> [Task list]:
[A] Please translate this sentence from the Peter Jackson essay into Spanish: “Jackson hasn’t intended on merely and only telling the story of The Hobbit at all.”
[B] In the Peter Jackson essay, which George Lucas films does the writer say the three Hobbit films equate to?
[C] Using the Peter Jackson essay, explain why the writer speaks of the Ring “escaping Isildur.”

> [Provided passage]:
— Start —

Peter Jackson’s ‘Ring Cycle’ – a love letter
I’ve read a lot of complaints over Peter Jackson taking a short book and making a trilogy out of it merely to screw us all for extra cash.
Bullshit. Well, mostly.
I don’t doubt it makes Time Warner a heap more money and I don’t doubt that to get all the big stars on board from the Lord of the Rings films he had to extend it for them as reports have suggested.
However, he did so by deciding to make three films that equate to George Lucas’s Episodes 1-3 for Star Wars. Jackson hasn’t intended on merely and only telling the story of The Hobbit at all. He has been far more (delightfully for me) ambitious than that.
The Hobbit trilogy is in fact the first three installments of a six movie epic that tells the tale of the One Ring, from its re-discovery by Smeagol after its escaping Isildur, to its end at Mount Doom. (I say ‘its escaping Isildur’ because in the books Tolkien cleverly posits the notion that the Ring has a will of its own, that is bent on finding a way back to its master, Sauron.)

— End —

[Data items]
— Start —

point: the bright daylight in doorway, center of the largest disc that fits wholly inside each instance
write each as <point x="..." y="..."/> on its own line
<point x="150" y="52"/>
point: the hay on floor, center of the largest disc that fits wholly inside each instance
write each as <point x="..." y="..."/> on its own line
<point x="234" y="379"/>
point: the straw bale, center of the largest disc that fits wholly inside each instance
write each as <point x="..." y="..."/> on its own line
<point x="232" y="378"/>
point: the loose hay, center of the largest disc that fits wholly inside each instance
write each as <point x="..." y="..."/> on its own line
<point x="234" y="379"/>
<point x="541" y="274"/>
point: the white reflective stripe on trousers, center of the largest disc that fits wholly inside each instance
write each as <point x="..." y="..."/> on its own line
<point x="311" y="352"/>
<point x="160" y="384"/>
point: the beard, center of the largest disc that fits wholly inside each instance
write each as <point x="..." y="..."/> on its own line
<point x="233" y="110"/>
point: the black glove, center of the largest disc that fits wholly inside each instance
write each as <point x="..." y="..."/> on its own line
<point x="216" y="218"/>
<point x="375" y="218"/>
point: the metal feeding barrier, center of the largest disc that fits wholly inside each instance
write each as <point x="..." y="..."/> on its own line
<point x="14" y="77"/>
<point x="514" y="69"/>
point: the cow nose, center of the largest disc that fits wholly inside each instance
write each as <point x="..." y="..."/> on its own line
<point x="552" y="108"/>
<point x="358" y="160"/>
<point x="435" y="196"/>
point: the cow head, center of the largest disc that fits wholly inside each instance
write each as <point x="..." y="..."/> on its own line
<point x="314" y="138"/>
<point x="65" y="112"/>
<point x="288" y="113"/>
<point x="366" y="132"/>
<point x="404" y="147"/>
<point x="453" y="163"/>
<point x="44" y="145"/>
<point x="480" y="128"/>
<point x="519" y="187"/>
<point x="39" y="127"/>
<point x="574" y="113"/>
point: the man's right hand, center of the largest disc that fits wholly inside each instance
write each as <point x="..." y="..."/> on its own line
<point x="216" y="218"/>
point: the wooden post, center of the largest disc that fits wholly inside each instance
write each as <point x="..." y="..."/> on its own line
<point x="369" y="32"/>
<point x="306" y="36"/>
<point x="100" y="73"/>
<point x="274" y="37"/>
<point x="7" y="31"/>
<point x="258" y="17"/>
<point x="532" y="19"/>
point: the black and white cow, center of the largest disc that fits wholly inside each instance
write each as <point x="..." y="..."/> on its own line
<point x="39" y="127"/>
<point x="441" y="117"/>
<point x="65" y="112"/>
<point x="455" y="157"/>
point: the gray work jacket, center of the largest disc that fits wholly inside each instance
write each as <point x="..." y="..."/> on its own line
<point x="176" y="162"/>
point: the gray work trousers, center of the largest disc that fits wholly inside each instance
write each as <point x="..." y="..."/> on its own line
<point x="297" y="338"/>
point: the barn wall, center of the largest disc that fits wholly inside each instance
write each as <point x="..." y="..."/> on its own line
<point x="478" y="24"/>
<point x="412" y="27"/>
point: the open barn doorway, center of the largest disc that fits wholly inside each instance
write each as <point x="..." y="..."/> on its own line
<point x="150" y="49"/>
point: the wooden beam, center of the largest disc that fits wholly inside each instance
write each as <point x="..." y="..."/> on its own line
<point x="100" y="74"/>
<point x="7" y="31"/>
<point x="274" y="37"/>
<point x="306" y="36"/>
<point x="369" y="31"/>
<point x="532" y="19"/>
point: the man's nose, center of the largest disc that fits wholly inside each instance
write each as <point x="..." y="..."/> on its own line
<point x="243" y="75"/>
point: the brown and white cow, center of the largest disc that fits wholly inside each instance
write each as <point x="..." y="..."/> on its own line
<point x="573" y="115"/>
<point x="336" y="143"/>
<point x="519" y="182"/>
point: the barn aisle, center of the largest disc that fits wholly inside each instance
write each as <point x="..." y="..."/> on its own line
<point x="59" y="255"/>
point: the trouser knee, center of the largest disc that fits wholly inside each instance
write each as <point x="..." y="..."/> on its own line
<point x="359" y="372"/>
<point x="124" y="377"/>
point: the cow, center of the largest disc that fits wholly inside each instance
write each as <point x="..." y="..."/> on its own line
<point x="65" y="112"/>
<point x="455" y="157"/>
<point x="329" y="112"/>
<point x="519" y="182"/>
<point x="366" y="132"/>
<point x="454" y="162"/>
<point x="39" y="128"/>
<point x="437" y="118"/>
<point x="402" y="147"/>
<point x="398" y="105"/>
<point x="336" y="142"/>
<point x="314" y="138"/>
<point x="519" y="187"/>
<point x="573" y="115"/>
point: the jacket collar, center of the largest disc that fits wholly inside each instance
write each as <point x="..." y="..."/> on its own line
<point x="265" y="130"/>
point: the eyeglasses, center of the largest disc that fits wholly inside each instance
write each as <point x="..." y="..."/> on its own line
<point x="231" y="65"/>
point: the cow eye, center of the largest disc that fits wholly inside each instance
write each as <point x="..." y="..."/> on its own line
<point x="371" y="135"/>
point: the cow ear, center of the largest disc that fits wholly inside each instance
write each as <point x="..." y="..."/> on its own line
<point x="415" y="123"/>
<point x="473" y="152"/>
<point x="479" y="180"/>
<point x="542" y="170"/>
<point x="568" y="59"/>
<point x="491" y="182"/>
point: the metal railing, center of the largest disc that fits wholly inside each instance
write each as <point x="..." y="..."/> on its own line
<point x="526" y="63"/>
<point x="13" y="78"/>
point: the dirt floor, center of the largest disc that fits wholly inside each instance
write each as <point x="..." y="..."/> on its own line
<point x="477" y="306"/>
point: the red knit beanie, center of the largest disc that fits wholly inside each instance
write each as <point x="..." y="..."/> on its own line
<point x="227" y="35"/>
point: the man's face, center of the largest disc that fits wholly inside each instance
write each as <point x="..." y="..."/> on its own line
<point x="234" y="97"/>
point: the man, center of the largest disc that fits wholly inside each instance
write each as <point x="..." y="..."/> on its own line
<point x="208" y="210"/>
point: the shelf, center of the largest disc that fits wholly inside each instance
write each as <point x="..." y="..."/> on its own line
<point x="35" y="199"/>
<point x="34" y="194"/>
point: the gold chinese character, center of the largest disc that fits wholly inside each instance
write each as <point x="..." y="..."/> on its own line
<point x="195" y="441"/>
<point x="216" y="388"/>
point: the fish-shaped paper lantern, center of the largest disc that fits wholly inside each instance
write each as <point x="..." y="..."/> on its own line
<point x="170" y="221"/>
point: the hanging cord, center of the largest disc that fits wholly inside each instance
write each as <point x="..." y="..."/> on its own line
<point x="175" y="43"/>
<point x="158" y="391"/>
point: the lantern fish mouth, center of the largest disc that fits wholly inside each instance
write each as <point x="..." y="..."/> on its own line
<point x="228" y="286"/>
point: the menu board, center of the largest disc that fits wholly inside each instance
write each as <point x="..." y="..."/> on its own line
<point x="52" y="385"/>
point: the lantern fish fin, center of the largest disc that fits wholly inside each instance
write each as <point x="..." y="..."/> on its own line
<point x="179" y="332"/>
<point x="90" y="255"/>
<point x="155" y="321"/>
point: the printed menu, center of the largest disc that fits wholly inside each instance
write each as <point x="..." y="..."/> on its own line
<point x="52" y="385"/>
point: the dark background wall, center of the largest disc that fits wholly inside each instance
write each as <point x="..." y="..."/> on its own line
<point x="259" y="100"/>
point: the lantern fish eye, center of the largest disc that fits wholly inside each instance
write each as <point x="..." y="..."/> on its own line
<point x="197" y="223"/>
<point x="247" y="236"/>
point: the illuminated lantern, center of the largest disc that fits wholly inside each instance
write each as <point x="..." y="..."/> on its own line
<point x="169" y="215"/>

— End —

> [Answers to the tasks]:
[A] Jackson no ha pretendido en absoluto contar única y exclusivamente la historia de El hobbit.

[B] Episodes 1-3 of Star Wars.

[C] The writer uses that wording because, in the books, Tolkien suggests that the Ring has a will of its own. That will is bent on finding a way back to its master, Sauron.